→ **RECORDS SUPPLIED**
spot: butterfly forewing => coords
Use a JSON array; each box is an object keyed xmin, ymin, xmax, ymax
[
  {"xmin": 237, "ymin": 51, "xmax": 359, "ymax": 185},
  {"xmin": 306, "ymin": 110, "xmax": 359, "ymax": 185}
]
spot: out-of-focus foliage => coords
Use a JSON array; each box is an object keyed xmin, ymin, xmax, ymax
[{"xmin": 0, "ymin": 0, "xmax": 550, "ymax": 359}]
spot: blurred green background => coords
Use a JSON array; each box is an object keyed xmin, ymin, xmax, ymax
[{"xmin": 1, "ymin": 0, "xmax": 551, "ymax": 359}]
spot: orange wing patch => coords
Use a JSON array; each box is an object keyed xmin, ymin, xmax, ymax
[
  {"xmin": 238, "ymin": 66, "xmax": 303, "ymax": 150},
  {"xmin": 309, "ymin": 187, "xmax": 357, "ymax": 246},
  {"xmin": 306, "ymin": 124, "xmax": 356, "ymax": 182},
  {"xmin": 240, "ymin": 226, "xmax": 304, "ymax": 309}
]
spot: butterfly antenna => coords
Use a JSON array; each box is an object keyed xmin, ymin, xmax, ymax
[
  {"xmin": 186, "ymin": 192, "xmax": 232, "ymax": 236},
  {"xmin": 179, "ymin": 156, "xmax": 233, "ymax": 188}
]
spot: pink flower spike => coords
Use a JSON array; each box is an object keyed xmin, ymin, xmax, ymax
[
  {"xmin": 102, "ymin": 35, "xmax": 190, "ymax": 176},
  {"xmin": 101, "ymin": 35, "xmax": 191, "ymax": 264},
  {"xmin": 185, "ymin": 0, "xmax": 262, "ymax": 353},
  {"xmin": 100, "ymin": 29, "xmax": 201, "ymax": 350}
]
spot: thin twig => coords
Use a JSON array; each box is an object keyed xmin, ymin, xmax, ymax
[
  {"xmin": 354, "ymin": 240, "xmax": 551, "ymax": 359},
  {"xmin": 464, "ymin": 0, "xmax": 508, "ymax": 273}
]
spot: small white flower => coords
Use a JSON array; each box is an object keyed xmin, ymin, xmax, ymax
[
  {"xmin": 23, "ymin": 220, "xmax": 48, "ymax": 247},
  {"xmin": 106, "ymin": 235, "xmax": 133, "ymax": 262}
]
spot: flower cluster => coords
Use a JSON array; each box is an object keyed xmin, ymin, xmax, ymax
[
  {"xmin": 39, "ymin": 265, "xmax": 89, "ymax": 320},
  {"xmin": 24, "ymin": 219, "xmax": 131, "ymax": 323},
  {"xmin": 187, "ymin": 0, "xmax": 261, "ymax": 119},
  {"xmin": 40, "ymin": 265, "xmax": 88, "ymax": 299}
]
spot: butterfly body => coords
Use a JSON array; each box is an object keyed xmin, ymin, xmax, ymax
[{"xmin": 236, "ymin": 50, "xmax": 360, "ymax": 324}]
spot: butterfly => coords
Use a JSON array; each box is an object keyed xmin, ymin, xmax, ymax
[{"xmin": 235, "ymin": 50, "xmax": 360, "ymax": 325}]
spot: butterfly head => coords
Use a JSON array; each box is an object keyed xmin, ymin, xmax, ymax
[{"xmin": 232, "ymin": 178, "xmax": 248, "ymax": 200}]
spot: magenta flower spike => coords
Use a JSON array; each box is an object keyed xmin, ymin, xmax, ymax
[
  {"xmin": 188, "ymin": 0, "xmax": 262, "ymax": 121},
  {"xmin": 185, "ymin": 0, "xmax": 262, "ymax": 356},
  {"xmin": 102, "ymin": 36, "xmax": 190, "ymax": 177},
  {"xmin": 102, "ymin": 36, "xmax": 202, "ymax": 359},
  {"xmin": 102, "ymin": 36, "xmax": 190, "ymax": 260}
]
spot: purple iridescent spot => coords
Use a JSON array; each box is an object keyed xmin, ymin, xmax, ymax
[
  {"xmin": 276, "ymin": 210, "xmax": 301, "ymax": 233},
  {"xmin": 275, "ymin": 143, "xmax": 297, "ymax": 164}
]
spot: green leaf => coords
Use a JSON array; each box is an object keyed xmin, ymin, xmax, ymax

→ **DIRECTIONS**
Go line by line through the data, copying each one that contains the word "butterfly".

→ **THE ANSWER**
spot: butterfly forewing => coords
spot: butterfly antenna => coords
spot: butterfly body => coords
spot: butterfly => coords
spot: butterfly head => coords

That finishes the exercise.